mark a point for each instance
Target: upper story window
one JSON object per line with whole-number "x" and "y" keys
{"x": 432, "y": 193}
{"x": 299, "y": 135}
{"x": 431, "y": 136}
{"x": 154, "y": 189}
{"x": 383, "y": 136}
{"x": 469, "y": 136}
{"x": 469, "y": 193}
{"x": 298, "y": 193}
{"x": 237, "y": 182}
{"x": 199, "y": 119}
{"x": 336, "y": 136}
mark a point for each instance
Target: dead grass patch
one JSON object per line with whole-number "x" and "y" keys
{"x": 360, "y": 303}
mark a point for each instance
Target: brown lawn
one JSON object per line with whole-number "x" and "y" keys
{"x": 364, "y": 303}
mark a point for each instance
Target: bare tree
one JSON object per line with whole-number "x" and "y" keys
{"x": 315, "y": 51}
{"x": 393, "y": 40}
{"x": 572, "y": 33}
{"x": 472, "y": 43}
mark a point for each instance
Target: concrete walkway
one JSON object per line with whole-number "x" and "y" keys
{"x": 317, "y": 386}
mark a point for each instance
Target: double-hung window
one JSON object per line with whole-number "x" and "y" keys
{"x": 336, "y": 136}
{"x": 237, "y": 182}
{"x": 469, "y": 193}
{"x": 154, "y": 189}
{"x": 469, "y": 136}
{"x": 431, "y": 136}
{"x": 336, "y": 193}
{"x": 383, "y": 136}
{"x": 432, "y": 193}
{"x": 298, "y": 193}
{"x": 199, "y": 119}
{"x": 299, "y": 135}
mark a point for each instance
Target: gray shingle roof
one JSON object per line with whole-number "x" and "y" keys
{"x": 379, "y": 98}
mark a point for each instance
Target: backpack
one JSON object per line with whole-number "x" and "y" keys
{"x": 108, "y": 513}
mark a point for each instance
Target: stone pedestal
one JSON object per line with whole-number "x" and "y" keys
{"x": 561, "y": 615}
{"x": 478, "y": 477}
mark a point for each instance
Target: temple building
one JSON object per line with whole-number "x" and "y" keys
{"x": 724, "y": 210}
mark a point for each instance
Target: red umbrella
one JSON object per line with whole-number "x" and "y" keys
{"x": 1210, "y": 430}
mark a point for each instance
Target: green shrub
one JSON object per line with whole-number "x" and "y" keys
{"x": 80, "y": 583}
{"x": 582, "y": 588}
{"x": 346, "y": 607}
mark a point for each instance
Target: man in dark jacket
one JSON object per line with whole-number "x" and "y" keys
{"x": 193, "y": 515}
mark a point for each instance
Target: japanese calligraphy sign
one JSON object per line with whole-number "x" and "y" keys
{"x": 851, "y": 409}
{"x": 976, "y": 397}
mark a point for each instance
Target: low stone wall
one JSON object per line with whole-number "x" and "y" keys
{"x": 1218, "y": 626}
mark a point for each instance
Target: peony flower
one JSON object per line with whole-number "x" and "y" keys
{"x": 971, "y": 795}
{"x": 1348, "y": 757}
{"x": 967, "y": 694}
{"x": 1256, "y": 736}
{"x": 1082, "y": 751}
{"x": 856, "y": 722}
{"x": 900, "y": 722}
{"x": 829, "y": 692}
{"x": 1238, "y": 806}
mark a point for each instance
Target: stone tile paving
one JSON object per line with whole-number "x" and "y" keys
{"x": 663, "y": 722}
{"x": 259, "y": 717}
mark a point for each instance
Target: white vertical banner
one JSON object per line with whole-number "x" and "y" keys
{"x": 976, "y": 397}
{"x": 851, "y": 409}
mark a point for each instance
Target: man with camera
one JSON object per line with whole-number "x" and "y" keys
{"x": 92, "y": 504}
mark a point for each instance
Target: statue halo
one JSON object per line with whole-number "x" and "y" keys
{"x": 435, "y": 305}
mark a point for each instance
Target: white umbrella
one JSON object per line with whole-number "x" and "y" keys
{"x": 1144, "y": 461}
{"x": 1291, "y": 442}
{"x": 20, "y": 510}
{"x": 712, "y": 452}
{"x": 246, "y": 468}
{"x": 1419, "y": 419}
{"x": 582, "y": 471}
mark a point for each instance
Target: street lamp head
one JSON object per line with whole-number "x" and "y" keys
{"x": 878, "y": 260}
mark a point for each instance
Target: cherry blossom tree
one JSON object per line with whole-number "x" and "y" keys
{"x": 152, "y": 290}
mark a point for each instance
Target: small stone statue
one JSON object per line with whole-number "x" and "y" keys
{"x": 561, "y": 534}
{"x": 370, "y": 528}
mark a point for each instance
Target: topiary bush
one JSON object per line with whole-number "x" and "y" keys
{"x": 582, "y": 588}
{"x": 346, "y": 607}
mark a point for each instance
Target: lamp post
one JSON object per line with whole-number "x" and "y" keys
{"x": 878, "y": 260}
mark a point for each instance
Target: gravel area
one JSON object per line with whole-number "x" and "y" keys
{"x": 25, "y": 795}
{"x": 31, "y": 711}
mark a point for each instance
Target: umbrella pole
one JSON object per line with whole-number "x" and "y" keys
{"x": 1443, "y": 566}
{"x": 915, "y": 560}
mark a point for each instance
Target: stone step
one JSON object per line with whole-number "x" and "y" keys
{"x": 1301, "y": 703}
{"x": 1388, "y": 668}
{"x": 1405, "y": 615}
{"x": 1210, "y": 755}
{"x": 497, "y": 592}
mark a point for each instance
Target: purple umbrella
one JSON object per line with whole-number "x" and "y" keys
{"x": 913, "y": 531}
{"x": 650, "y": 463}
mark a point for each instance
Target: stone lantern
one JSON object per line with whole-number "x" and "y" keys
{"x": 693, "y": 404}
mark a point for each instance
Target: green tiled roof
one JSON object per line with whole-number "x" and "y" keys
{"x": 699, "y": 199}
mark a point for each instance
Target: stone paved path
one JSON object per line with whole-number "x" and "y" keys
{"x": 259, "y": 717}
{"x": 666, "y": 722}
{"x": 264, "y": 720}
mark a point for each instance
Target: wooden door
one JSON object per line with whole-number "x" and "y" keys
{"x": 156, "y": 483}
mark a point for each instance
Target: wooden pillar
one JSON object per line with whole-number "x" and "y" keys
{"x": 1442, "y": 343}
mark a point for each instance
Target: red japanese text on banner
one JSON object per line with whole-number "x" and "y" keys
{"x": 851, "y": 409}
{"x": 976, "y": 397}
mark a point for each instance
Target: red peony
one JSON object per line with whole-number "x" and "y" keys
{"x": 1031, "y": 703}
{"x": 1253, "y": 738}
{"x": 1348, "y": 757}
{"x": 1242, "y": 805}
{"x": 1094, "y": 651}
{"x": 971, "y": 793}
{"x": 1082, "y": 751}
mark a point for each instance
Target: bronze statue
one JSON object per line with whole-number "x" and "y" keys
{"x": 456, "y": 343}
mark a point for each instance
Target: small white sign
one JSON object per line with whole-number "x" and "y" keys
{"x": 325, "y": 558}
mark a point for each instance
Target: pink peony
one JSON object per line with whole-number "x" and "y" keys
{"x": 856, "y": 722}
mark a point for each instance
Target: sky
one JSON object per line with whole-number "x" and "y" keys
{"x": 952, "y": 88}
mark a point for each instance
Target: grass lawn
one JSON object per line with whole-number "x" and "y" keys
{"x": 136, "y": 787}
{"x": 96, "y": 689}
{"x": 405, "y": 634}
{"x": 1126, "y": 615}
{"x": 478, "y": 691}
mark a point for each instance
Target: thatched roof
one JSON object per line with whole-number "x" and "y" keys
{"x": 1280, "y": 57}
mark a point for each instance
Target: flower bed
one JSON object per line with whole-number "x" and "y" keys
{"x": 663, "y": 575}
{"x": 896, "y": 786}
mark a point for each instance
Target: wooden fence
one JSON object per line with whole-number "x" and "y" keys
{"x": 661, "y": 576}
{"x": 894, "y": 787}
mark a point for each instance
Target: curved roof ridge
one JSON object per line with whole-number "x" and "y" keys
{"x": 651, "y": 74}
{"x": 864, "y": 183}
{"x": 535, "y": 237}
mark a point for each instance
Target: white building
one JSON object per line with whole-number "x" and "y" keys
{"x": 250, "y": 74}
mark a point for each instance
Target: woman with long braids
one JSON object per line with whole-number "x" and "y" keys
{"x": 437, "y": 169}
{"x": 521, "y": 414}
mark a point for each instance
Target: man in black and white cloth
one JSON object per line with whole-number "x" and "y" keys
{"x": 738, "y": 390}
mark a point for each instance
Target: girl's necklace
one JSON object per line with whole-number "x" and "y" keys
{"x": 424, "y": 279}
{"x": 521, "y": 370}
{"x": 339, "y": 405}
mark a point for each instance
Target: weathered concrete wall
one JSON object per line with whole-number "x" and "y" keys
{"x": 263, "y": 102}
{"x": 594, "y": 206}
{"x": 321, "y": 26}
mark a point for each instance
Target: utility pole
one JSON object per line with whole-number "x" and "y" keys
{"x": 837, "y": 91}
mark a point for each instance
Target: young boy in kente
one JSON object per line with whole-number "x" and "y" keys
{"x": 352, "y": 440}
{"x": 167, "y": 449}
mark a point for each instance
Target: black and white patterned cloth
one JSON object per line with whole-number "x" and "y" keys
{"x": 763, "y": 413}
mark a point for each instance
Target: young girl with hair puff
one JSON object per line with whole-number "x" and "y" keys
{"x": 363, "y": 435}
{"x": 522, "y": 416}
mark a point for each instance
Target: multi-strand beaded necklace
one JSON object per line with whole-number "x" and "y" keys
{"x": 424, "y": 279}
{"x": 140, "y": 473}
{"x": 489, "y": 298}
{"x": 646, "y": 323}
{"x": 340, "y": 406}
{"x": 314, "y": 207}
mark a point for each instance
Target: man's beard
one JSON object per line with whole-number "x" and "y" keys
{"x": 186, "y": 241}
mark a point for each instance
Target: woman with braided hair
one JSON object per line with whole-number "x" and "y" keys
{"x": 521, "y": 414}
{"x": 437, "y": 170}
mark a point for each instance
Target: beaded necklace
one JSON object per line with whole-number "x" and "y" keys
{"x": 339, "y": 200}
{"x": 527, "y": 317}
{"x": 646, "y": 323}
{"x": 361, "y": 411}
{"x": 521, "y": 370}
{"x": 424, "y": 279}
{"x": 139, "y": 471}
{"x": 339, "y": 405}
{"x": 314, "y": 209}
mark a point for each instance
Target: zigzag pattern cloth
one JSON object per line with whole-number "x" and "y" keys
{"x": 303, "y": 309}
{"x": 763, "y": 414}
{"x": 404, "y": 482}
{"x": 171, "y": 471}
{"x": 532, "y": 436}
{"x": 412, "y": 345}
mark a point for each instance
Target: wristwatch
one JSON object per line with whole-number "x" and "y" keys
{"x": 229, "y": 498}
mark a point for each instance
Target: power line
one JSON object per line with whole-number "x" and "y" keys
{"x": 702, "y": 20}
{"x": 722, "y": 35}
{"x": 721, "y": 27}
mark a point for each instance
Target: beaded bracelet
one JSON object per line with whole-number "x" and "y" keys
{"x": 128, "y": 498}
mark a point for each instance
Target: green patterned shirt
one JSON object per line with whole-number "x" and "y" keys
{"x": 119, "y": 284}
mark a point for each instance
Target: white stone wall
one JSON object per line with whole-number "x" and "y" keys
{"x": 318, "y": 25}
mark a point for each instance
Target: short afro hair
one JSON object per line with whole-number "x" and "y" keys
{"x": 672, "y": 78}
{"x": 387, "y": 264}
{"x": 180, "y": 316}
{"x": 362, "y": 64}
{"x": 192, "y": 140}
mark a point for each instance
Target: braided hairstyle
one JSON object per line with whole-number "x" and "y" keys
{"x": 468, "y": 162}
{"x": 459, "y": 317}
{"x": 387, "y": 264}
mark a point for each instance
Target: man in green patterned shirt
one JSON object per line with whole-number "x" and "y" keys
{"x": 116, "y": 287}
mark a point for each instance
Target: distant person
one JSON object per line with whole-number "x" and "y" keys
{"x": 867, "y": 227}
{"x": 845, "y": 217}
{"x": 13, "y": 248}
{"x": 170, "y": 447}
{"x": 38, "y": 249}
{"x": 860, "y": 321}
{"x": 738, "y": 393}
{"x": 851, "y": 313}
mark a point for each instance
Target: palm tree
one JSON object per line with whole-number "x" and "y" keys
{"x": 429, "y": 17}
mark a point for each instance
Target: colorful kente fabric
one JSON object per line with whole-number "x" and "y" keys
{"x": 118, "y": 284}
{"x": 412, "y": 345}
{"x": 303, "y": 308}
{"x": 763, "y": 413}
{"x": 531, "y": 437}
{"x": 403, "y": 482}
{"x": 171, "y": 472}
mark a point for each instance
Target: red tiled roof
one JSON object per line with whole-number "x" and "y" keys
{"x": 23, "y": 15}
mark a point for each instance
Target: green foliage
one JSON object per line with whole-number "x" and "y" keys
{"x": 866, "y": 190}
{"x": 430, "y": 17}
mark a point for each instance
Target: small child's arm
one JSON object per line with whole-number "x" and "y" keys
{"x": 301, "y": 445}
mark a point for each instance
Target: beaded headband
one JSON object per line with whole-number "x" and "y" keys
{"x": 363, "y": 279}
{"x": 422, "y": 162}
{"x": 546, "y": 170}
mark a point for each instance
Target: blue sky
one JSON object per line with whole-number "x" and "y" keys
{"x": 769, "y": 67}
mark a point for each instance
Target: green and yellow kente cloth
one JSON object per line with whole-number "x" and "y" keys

***

From the line containing "Target: red tiled roof" to the last line of the data above, copy each line exactly and add nothing.

Target: red tiled roof
one JSON object per line with whole-number "x" and "y" keys
{"x": 23, "y": 15}
mark a point for each instance
Target: green foliage
one JSON object per line with whole-number "x" and "y" keys
{"x": 866, "y": 190}
{"x": 430, "y": 17}
mark a point for each instance
Target: small child's arm
one JSON object per line with whole-number "x" and "y" keys
{"x": 301, "y": 445}
mark a point for each instance
Target: beaded headband
one JSON object per line with whole-number "x" and "y" keys
{"x": 363, "y": 279}
{"x": 422, "y": 162}
{"x": 546, "y": 170}
mark a point for each instance
Target: blue sky
one JSON object per line with whole-number "x" and "y" keys
{"x": 769, "y": 67}
mark a point for each instance
Target: green and yellow kente cloth
one JSON object per line with whole-number "x" and "y" keys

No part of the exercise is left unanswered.